Provided passage section start
Stylish improvement over its predecessor but usability compromised
- Unconventional yet elegant design
- Higher quality interior fittings
- One-touch rear seat folding
- Generous equipment levels
- Hybrid addition to engine range
- Rear seating very cramped and not as flexible
- Complex touchscreen multimedia slow to react
- Excessive door mirror wind noise
- Lumpy low speed ride quality
To date, the seven-seater Renault Grand Scenic has been outsold in the UK by its five-berth Scenic sibling at a ratio of three to one. However, with the launch of this fourth generation iteration of a car that pretty much invented the compact MPV segment some 20 years ago, Renault suggests that the two models may achieve something akin to sales parity this time around.
Entering a market place already bustling with the likes of the Citroen Grand C4 Picasso, the Ford Grand C-Max and the evergreen Vauxhall Zafira Tourer, the Grand Scenic walks a fine line between embracing the Sport Utility Vehicle and crossover styling currently enjoying ubiquitous popularity, and continuing to fulfil the remit of a true Multi-Purpose Vehicle (MPV).
Provided passage section end
Record extracts section start
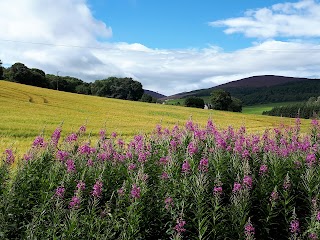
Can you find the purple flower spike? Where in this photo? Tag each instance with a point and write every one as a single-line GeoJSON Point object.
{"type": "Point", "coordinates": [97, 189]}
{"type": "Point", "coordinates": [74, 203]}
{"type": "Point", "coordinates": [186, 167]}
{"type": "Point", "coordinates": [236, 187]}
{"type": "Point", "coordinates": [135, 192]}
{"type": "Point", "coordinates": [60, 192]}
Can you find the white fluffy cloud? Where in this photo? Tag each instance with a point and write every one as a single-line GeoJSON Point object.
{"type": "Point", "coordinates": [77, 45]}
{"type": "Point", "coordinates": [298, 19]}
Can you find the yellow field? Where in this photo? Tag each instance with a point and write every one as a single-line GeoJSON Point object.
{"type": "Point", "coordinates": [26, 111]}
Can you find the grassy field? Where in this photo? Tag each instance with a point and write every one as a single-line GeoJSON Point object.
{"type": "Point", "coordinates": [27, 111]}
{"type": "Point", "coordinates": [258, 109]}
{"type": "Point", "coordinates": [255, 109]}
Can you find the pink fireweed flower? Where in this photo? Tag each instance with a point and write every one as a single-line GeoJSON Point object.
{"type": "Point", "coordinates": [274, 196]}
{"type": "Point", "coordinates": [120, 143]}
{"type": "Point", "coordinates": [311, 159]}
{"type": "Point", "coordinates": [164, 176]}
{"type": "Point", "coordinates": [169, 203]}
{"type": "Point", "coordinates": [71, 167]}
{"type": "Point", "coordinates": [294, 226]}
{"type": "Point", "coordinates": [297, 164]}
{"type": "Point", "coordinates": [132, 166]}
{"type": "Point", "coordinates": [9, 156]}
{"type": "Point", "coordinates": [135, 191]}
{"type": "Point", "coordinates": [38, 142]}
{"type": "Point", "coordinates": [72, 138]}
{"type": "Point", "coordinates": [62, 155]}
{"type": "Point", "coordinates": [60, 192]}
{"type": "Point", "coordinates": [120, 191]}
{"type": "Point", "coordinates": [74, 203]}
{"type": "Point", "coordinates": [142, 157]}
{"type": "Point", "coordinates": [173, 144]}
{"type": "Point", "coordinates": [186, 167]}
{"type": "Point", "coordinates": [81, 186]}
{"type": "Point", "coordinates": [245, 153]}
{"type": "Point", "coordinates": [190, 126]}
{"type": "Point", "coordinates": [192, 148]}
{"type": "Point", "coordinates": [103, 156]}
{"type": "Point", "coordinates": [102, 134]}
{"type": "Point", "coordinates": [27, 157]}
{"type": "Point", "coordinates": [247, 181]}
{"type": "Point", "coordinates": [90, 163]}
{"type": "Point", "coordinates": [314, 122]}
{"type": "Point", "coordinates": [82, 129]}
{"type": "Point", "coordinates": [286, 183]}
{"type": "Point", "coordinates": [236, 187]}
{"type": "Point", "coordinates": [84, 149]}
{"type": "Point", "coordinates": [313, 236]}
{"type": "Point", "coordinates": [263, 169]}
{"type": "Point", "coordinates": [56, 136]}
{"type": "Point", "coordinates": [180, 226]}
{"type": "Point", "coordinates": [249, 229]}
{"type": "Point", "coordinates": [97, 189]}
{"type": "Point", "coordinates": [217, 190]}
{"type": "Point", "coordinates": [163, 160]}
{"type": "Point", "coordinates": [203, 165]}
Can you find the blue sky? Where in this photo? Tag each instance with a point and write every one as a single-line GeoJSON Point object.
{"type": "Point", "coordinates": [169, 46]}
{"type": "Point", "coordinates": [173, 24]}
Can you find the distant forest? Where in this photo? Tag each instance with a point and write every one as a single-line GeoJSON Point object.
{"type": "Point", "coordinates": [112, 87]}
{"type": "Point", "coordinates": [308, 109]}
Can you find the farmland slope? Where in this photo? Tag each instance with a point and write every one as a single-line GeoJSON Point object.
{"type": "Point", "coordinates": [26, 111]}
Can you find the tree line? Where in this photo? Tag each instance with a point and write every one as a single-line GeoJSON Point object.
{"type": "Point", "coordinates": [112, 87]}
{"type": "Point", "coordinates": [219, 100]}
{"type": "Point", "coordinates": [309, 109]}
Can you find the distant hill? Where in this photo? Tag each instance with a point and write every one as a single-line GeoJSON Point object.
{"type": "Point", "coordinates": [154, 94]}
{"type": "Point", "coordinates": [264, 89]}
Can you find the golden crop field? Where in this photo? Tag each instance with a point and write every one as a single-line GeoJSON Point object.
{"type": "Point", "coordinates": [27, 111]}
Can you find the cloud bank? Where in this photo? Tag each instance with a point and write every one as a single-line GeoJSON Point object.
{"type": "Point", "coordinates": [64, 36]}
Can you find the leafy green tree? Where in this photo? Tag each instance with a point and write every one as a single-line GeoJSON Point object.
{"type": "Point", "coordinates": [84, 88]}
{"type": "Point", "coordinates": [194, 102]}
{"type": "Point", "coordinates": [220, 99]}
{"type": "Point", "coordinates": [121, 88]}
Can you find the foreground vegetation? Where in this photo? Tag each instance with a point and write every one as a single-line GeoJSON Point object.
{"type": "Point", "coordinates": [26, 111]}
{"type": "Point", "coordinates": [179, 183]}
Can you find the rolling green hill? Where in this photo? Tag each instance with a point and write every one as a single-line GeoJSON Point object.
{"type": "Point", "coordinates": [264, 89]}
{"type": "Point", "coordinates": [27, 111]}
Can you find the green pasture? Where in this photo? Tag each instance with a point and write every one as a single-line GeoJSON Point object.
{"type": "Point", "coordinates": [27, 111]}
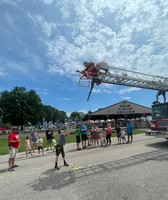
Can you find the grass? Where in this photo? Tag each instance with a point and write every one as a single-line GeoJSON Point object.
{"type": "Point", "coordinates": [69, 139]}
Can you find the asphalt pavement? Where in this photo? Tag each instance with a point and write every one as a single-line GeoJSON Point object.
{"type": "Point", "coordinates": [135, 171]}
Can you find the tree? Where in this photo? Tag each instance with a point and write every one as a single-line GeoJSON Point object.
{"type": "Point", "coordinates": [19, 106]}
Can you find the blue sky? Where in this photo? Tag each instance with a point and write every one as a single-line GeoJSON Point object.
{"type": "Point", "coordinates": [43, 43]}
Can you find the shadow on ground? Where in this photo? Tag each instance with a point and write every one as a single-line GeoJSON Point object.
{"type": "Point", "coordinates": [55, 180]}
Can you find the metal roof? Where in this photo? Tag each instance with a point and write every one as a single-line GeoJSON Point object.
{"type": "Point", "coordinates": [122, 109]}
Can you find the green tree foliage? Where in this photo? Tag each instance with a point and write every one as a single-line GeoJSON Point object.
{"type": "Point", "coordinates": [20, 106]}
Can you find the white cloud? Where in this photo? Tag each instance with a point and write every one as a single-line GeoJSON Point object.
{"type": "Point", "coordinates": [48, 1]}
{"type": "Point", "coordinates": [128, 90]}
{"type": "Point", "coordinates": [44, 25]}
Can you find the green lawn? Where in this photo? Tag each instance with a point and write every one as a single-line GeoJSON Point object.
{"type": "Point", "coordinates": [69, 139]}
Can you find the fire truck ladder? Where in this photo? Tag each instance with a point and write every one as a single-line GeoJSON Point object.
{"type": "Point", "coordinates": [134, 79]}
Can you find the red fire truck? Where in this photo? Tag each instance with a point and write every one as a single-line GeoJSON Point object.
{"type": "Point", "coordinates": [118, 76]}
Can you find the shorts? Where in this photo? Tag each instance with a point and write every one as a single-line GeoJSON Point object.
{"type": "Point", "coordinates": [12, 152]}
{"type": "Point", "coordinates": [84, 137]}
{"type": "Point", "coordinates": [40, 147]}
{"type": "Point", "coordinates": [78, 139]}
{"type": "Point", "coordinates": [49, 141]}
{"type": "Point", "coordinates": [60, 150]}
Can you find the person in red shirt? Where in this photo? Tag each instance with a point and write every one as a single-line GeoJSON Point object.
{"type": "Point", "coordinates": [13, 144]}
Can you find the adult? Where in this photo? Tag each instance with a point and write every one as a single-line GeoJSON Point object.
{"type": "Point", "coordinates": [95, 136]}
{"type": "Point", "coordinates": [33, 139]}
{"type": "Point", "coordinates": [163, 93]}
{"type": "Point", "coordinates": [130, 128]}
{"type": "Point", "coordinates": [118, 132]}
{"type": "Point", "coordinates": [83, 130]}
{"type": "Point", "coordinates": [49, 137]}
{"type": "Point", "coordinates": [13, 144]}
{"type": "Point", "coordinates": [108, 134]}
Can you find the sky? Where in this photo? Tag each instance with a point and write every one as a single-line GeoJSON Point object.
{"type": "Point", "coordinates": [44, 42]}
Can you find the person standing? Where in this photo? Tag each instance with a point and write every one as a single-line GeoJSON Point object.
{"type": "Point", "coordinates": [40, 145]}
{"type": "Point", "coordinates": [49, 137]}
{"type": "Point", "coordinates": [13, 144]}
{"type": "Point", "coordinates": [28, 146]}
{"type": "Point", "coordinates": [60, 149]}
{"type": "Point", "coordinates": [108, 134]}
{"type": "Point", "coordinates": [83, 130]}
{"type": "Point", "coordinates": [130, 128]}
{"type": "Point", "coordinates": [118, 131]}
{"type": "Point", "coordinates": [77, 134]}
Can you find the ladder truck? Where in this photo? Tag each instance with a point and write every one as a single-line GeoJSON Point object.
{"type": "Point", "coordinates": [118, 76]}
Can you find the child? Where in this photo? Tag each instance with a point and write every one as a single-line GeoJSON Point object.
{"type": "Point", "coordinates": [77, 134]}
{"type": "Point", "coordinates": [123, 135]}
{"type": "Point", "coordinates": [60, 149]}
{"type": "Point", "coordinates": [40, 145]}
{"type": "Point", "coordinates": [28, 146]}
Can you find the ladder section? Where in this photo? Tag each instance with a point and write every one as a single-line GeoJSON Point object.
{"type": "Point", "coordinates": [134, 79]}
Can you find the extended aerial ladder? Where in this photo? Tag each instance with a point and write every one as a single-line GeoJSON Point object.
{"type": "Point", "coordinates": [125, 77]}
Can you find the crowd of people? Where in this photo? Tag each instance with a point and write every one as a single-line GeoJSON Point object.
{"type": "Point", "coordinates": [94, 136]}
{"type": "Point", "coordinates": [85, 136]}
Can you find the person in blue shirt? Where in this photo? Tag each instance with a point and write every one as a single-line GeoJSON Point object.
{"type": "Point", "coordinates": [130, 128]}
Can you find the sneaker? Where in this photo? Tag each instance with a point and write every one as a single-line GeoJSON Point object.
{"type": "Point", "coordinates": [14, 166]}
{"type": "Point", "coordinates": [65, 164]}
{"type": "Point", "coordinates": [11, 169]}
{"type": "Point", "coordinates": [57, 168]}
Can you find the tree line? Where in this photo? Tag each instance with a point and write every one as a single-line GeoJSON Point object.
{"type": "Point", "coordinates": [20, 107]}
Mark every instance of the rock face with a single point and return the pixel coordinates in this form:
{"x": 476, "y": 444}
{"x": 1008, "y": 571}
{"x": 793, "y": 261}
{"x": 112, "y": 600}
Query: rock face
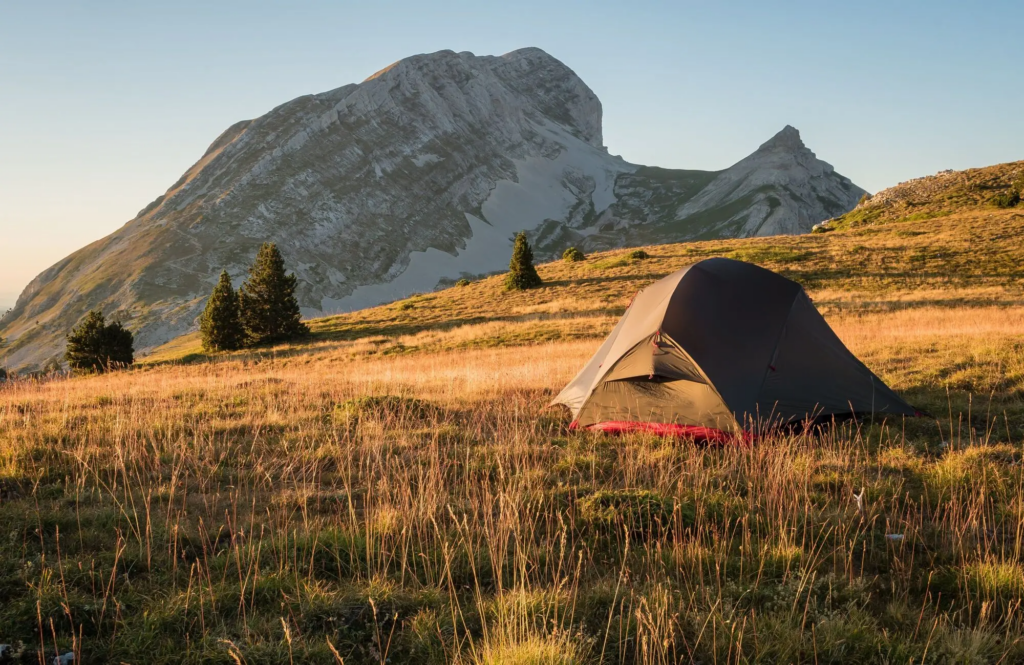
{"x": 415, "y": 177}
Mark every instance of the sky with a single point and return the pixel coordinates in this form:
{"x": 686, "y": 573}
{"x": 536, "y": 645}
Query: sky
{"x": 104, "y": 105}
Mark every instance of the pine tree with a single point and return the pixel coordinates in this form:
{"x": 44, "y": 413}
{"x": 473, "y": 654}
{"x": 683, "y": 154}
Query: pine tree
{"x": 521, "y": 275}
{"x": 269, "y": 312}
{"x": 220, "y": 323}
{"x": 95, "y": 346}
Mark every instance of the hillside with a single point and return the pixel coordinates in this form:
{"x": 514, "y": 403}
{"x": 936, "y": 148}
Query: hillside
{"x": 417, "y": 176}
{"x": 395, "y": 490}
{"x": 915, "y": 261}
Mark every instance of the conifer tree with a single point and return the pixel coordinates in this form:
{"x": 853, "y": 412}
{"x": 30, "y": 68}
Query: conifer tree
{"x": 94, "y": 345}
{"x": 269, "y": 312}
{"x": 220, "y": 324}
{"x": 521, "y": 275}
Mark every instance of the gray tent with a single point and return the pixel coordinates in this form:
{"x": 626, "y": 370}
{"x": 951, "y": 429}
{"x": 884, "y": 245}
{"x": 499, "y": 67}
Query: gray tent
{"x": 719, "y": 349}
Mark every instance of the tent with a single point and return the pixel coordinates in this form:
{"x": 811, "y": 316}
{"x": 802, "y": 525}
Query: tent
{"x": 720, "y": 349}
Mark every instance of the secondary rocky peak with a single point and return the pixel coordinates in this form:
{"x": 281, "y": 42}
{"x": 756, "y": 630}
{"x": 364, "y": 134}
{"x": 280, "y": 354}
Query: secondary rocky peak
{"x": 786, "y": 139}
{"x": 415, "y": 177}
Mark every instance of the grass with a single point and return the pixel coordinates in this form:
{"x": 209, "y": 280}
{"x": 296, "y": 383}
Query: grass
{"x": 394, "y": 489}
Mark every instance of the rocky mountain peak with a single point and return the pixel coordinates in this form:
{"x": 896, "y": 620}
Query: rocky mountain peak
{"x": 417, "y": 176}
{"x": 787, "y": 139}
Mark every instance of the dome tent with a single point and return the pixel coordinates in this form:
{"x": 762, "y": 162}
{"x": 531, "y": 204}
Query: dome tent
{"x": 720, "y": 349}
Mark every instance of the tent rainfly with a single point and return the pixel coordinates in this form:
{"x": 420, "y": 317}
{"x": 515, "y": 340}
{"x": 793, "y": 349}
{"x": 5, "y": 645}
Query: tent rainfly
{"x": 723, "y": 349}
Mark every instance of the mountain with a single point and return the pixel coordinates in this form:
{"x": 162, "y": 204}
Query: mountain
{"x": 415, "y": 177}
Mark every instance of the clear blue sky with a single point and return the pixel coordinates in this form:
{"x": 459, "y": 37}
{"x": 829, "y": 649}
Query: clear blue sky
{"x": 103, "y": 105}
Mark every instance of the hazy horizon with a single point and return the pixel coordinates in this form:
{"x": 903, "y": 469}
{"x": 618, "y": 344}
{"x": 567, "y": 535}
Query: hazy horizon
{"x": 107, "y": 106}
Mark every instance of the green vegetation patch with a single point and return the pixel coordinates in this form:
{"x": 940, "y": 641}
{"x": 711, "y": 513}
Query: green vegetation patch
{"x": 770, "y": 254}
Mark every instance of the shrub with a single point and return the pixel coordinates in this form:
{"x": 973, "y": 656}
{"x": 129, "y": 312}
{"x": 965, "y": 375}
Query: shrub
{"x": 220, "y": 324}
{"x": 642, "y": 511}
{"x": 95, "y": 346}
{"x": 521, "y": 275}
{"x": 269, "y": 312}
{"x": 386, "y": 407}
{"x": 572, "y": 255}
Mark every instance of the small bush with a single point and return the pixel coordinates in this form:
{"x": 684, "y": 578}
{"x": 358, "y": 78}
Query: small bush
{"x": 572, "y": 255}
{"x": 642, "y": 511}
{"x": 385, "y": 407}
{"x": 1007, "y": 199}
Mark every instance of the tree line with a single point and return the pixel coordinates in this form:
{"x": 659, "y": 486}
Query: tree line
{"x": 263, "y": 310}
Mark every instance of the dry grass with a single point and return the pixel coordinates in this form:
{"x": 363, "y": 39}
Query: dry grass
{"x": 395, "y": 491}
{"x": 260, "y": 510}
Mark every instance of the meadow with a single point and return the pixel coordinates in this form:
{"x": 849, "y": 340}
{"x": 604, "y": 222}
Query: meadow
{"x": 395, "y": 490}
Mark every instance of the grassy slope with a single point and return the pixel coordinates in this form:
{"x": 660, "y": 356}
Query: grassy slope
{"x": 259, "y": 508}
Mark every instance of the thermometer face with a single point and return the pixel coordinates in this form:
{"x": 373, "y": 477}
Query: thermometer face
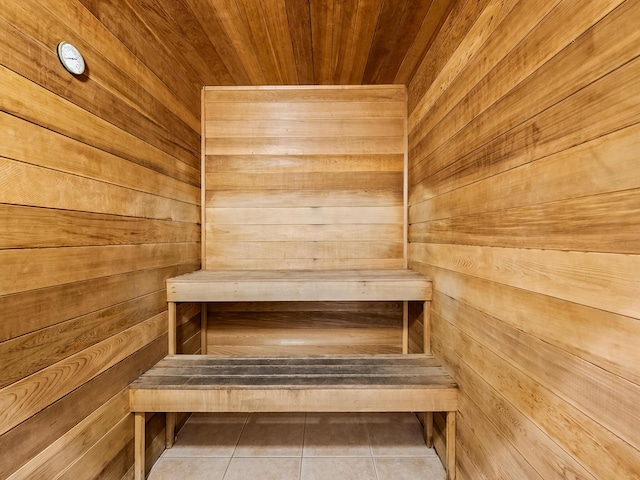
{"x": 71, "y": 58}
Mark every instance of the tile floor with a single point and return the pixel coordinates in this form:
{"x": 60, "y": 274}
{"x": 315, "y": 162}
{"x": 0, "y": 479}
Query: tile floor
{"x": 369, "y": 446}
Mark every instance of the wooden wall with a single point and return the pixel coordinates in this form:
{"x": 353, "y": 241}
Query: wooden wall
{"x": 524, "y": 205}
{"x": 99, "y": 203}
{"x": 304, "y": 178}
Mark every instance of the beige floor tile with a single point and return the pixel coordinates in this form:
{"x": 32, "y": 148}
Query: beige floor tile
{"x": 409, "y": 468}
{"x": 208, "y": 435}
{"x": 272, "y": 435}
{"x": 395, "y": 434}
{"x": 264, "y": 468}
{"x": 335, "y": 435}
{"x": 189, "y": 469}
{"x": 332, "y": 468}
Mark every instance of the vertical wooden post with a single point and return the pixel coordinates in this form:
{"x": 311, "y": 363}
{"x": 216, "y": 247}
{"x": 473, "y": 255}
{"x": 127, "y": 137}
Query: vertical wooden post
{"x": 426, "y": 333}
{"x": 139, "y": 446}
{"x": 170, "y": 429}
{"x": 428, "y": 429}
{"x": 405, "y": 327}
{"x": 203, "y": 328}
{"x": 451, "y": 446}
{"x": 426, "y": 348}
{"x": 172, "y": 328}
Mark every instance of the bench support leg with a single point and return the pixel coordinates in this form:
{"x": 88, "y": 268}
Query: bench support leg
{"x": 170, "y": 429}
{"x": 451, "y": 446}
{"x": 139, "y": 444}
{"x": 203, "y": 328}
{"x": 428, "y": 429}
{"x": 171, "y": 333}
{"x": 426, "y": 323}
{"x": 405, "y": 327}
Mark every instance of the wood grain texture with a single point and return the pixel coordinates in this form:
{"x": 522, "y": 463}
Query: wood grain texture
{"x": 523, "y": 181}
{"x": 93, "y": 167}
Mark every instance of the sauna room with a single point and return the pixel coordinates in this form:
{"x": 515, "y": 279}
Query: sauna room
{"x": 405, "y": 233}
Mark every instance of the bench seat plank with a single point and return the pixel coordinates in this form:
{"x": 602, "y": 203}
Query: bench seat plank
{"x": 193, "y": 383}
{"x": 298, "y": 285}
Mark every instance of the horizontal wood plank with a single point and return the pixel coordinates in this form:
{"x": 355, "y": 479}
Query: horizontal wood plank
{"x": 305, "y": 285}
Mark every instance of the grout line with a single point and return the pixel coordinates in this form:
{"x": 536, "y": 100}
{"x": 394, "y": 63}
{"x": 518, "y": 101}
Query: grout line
Record extracts section end
## To do
Reproduce the Grand Scenic review word for word between "Stylish improvement over" and "this time around.", inclusive. Rely only on the Grand Scenic review.

## Result
Stylish improvement over its predecessor but usability compromised
- Unconventional yet elegant design
- Higher quality interior fittings
- One-touch rear seat folding
- Generous equipment levels
- Hybrid addition to engine range
- Rear seating very cramped and not as flexible
- Complex touchscreen multimedia slow to react
- Excessive door mirror wind noise
- Lumpy low speed ride quality
To date, the seven-seater Renault Grand Scenic has been outsold in the UK by its five-berth Scenic sibling at a ratio of three to one. However, with the launch of this fourth generation iteration of a car that pretty much invented the compact MPV segment some 20 years ago, Renault suggests that the two models may achieve something akin to sales parity this time around.